- _Extrait du document_:
Histoires de familles ?
Puisqu'il semble que ces temps le sujet passionne quelques citoyens (c'est après tout en effet un sujet passionnant), je me suis dit qu'il n'était peut-être pas inutile de faire un petit survol de quelques familles de Martigny et leur histoire politique.
Comme dans de nombreuses communes en Valais, la politique de Martigny a été marquée par l'implication d'un certain nombre de familles devenues relativement fameuses. À la différence de la plupart des autres communes cependant, à Martigny — carrefour international en Valais, cité d'accueil et de métissage par excellence — il s'est agi souvent de familles récemment immigrées, en voici quelques-unes dont un membre est candidat aux élections ces jours :
LES MORAND
Savoyards arrivés à la fin du XVIIIème siècle, les Morand prennent les rênes de Martigny après la Révolution valaisanne de 1798 : la chute de l'Ancien Régime et la période qui s'ensuit (en moins de vingt ans cinq régimes se succèdent en Valais) est une échelle pour cette famille ambitieuse qui accumule les fonctions d'aubergistes et maîtres des postes.
Leur premier président, Philippe Morand, libéral entreprend les premiers grands chantiers de la commune (à l'époque la plus peuplée du canton) : au lendemain de la débâcle du Giétroz il rachète l'imposant verger ruiné des Kalbermatten et fait adopter par le Conseil communal un plan extrêmement strict destiné aux potentiels acheteurs — la « Grande Place » (aujourd'hui la Place Centrale) doit devenir la première véritable place moderne du pays, mais l'argent manque et douze ans plus tard quatre maisons à peine y ont été construites ; aucune autre n'est prévue et il faudra attendre plusieurs décennies pour que la Place se remplisse.

- _Liste des données_:
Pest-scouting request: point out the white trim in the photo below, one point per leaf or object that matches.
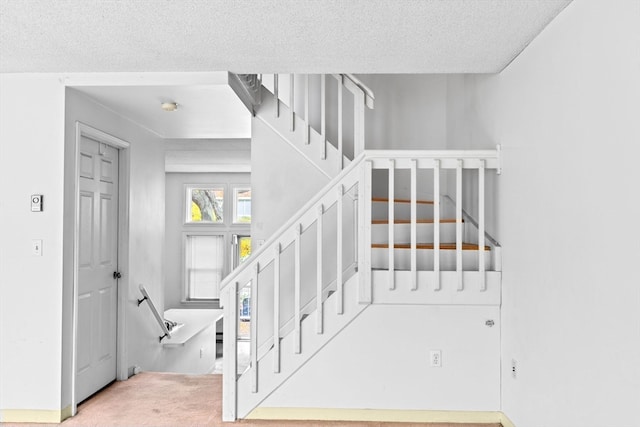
(206, 168)
(147, 79)
(123, 248)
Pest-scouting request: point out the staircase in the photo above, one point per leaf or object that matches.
(353, 245)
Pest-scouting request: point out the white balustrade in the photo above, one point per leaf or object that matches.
(356, 176)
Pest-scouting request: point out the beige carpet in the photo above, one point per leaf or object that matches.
(166, 399)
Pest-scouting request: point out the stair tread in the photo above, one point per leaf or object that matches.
(445, 246)
(386, 200)
(419, 221)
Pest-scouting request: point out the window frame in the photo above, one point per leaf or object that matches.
(185, 273)
(234, 202)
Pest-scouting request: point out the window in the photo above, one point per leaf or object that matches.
(214, 241)
(205, 205)
(204, 266)
(242, 205)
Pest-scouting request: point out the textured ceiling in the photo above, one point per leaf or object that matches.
(357, 36)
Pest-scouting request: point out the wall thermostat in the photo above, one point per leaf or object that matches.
(36, 203)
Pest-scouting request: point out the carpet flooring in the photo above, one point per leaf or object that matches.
(167, 399)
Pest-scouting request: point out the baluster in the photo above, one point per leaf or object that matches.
(340, 147)
(292, 125)
(358, 122)
(323, 116)
(436, 223)
(275, 94)
(297, 347)
(414, 227)
(230, 351)
(307, 134)
(481, 219)
(391, 224)
(319, 313)
(276, 310)
(459, 225)
(254, 329)
(339, 269)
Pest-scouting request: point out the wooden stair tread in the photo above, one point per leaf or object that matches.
(419, 221)
(443, 246)
(386, 200)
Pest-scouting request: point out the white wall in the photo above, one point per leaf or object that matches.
(410, 111)
(31, 162)
(282, 181)
(36, 157)
(381, 361)
(566, 113)
(175, 197)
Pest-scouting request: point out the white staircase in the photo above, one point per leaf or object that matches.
(346, 249)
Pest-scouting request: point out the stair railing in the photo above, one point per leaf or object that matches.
(285, 89)
(316, 213)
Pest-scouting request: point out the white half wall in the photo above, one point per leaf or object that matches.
(382, 361)
(566, 112)
(31, 292)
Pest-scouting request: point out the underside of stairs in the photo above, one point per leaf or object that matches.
(357, 244)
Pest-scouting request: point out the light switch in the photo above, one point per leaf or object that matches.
(36, 247)
(36, 202)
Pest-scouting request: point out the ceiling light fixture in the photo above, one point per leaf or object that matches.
(169, 106)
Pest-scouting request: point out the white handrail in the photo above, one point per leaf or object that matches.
(261, 253)
(358, 174)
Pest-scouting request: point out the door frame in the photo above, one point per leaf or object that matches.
(124, 159)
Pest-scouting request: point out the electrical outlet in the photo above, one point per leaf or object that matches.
(36, 247)
(436, 358)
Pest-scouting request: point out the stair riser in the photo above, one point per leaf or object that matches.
(402, 259)
(380, 210)
(402, 233)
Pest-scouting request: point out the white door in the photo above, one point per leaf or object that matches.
(97, 263)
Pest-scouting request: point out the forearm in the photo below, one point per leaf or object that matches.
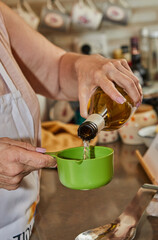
(37, 57)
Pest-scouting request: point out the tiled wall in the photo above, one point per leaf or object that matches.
(144, 13)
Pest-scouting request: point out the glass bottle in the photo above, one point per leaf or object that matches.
(105, 114)
(126, 54)
(139, 71)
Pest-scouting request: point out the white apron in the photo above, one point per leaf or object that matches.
(17, 207)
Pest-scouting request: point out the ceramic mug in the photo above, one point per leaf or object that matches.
(143, 117)
(55, 17)
(76, 173)
(85, 15)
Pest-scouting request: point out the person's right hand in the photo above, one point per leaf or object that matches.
(18, 159)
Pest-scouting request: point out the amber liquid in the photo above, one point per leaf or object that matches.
(114, 114)
(86, 150)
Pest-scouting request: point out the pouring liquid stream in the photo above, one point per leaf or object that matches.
(86, 150)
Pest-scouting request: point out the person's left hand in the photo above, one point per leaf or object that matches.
(95, 70)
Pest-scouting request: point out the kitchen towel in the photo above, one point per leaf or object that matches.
(57, 136)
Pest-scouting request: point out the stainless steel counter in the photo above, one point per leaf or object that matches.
(64, 213)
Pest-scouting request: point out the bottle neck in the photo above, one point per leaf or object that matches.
(91, 127)
(98, 120)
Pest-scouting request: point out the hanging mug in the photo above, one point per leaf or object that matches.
(25, 11)
(85, 15)
(55, 17)
(116, 12)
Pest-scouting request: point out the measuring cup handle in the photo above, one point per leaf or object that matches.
(53, 154)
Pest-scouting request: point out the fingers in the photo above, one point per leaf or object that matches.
(24, 145)
(17, 162)
(34, 160)
(12, 142)
(120, 74)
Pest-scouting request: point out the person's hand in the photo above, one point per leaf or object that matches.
(95, 70)
(18, 159)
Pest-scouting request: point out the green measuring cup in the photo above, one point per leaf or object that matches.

- _Exercices à traiter_:
1. Mettez à jour le texte sur les familles de Martigny en commençant par « Comme dans de » et en continuant jusqu'à « maîtres des postes. », avec « Savoyards » remplacé par « Piémontais ».
2. Poursuivez le texte sur les familles de Martigny à partir de sa dernière phrase.
Le matériel présenté ici forme un ensemble distinct, sans lien avec le texte sur les familles de Martigny.

- _Réponses rédigées_:
1.
Comme dans de nombreuses communes en Valais, la politique de Martigny a été marquée par l'implication d'un certain nombre de familles devenues relativement fameuses. À la différence de la plupart des autres communes cependant, à Martigny — carrefour international en Valais, cité d'accueil et de métissage par excellence — il s'est agi souvent de familles récemment immigrées, en voici quelques-unes dont un membre est candidat aux élections ces jours :
LES MORAND
Piémontais arrivés à la fin du XVIIIème siècle, les Morand prennent les rênes de Martigny après la Révolution valaisanne de 1798 : la chute de l'Ancien Régime et la période qui s'ensuit (en moins de vingt ans cinq régimes se succèdent en Valais) est une échelle pour cette famille ambitieuse qui accumule les fonctions d'aubergistes et maîtres des postes.

2.
Contesté par le mouvement radical naissant dans les années 1830, Philippe Morand, pour maintenir son influence, doit se résigner à demander la scission du Grand Martigny et fait ériger la Ville en commune indépendante, initiant le morcellement progressif de la cité : le Bourg suit, puis la Combe, la Bâtiaz, Charrat, Trient…
Philippe Morand sera président du district, puis Conseiller d'État. Sa fille Eugénie épousera Maurice Barman, et son fils Alphonse, Jeune Suisse, se fera connaître comme rédacteur de l'Écho des Alpes (le premier journal du Valais, d'obédience radicale).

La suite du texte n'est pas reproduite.